> **Description of the task**
Could you reproduce the lines below from the one with "Put a marker on every instance of the large" through the one with "Put a marker on every instance of the shrubbery, one"? Keep both ends and add nothing.

> **Data entries**
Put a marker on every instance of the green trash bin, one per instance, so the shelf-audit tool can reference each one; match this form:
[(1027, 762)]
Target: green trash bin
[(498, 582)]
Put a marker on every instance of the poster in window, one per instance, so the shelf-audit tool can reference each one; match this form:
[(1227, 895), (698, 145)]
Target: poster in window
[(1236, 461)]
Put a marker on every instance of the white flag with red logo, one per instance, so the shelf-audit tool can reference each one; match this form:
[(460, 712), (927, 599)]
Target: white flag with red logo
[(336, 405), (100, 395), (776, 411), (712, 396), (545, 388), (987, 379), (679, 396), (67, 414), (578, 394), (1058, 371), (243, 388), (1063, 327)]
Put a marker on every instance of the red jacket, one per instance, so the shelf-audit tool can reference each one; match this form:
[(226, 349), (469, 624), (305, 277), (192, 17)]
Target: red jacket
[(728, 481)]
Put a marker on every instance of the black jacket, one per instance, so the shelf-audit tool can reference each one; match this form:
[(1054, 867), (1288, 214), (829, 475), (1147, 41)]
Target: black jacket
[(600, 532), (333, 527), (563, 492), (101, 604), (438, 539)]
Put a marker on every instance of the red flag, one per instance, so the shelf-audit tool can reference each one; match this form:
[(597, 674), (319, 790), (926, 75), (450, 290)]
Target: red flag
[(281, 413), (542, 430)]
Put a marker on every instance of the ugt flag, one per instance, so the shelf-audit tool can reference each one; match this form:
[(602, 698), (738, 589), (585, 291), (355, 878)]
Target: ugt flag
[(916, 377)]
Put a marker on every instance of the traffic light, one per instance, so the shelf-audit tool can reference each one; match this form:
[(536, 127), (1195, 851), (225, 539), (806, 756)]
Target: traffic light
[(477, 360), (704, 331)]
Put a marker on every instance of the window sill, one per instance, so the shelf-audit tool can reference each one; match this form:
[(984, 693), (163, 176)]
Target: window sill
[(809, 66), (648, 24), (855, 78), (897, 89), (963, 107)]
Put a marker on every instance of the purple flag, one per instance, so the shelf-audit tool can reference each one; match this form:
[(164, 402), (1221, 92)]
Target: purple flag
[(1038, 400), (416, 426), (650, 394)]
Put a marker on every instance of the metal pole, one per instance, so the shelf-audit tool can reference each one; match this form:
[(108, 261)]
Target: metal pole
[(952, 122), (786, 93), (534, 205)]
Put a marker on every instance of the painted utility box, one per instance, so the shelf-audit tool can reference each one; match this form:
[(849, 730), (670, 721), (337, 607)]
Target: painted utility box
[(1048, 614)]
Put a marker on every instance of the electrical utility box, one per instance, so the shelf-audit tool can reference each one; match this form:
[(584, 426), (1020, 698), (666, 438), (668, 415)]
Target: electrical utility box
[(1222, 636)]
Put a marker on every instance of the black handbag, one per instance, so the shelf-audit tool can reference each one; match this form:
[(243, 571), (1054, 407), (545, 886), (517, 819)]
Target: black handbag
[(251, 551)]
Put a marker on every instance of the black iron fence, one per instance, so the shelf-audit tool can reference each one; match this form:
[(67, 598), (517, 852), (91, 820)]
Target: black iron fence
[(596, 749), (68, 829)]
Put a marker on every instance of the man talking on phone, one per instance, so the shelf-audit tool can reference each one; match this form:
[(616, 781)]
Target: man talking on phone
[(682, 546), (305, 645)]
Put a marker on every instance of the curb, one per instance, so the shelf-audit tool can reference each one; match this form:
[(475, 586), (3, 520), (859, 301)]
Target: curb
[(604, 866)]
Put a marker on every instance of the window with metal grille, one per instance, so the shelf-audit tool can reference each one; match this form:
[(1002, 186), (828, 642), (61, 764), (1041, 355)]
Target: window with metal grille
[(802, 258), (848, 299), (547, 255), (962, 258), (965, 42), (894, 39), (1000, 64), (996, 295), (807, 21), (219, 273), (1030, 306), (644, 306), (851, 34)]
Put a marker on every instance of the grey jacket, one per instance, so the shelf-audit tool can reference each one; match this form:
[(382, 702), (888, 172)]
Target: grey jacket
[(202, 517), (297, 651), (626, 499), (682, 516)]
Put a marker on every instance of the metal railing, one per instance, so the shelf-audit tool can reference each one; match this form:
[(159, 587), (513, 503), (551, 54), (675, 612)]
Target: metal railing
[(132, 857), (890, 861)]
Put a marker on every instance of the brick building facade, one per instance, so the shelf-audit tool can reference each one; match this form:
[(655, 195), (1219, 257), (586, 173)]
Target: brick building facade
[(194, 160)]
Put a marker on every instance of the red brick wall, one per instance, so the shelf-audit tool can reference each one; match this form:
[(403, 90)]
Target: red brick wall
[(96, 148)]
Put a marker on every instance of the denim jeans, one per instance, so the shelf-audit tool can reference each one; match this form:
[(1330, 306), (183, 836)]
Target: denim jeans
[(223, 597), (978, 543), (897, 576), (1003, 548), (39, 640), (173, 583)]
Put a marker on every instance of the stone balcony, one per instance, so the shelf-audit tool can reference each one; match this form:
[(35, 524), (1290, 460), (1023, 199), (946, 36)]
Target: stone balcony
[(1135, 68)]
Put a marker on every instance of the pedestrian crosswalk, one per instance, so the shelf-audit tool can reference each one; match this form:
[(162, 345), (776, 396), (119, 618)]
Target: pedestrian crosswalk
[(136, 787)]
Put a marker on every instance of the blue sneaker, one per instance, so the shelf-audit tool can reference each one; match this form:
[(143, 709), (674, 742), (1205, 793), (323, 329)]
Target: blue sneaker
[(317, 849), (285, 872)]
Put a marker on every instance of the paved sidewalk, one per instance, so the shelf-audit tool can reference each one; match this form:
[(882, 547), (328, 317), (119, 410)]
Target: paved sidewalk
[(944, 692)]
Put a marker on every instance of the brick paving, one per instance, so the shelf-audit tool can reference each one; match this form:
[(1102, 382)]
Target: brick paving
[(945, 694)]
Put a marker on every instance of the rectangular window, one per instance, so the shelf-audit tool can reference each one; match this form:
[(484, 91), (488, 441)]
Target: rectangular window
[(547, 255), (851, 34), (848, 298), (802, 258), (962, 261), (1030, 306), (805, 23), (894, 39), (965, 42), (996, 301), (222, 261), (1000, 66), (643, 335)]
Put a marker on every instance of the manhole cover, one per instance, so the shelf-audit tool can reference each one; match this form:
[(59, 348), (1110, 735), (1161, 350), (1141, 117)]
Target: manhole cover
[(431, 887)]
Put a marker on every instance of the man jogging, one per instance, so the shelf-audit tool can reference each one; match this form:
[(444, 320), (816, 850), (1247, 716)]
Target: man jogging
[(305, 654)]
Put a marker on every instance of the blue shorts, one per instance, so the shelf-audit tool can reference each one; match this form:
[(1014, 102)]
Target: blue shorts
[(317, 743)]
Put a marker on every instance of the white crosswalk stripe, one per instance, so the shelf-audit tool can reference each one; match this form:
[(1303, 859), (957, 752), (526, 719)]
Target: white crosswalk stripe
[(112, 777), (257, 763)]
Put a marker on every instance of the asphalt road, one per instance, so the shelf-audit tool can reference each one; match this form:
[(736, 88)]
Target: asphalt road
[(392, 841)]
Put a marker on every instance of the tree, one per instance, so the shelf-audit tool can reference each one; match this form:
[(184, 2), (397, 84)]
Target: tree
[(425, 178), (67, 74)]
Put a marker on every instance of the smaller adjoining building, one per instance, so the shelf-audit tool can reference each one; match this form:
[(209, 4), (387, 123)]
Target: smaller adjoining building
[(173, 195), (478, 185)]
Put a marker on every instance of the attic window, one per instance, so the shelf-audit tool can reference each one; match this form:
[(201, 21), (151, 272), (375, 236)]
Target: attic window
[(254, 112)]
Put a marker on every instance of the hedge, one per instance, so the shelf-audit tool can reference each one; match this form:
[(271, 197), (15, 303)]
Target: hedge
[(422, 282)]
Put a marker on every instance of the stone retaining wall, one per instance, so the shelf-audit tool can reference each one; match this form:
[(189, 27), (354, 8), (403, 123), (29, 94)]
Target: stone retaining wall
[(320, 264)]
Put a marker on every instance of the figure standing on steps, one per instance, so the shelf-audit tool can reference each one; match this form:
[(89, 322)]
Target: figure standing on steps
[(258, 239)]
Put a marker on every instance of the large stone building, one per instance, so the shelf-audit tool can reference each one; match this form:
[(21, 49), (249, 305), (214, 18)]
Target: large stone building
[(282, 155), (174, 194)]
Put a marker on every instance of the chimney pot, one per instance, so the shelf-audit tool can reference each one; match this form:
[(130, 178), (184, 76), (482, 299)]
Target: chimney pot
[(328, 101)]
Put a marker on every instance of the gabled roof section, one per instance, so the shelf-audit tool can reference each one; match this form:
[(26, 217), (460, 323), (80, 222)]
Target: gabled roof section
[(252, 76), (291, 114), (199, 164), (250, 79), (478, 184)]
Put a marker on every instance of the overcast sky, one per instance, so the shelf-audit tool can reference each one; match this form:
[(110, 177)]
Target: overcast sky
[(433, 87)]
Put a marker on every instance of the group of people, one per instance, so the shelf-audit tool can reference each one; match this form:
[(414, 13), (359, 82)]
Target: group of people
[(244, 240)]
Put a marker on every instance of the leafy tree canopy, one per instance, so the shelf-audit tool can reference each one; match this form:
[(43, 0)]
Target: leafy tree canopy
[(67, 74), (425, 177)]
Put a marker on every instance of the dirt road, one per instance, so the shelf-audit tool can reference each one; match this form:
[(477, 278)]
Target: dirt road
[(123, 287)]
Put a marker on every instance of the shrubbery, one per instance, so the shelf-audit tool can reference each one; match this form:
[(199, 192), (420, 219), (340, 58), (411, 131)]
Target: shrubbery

> **Exercise response**
Put a marker on every instance of the large stone building, one per instance, so the shelf-audit tool can reference each one; match this form:
[(21, 49), (249, 305), (214, 18)]
Target: large stone building
[(282, 155), (174, 194)]
Put a marker on every instance of the chimney pot, one per instance, so the shelf-audit tool can reference each one; match this form:
[(130, 178), (184, 76), (482, 299)]
Target: chimney pot
[(328, 101)]
Put a marker on every instance of the gabled roof section, one per instance, so the shelf-audit tool can reference each one; match this form:
[(26, 217), (460, 323), (80, 222)]
Target: gabled roof section
[(252, 76), (291, 114), (199, 164), (250, 79), (478, 184)]
Put a marker on every instance of the overcast sky, one per instance, so the shelf-audit tool can reference each one; match this form:
[(110, 177)]
Target: overcast sky
[(433, 87)]
Put a marker on every instance of the group of people, one per instance, so the shelf-audit tool can reference each one; match this form:
[(414, 13), (359, 82)]
Target: group of people
[(244, 240)]
Put a marker on every instance of the leafy tree canopy, one per instance, so the shelf-audit tool can reference each one; match this form:
[(43, 0)]
Target: leafy tree canopy
[(67, 74), (425, 177)]
Put a marker on every instance of the dirt road, one per instance, so the shelf-audit tool can reference each one; match this form:
[(477, 278)]
Target: dirt road
[(123, 287)]
Put a marker on every instance of the shrubbery, one per instance, so the shelf-audit tool can reference each one; match this form:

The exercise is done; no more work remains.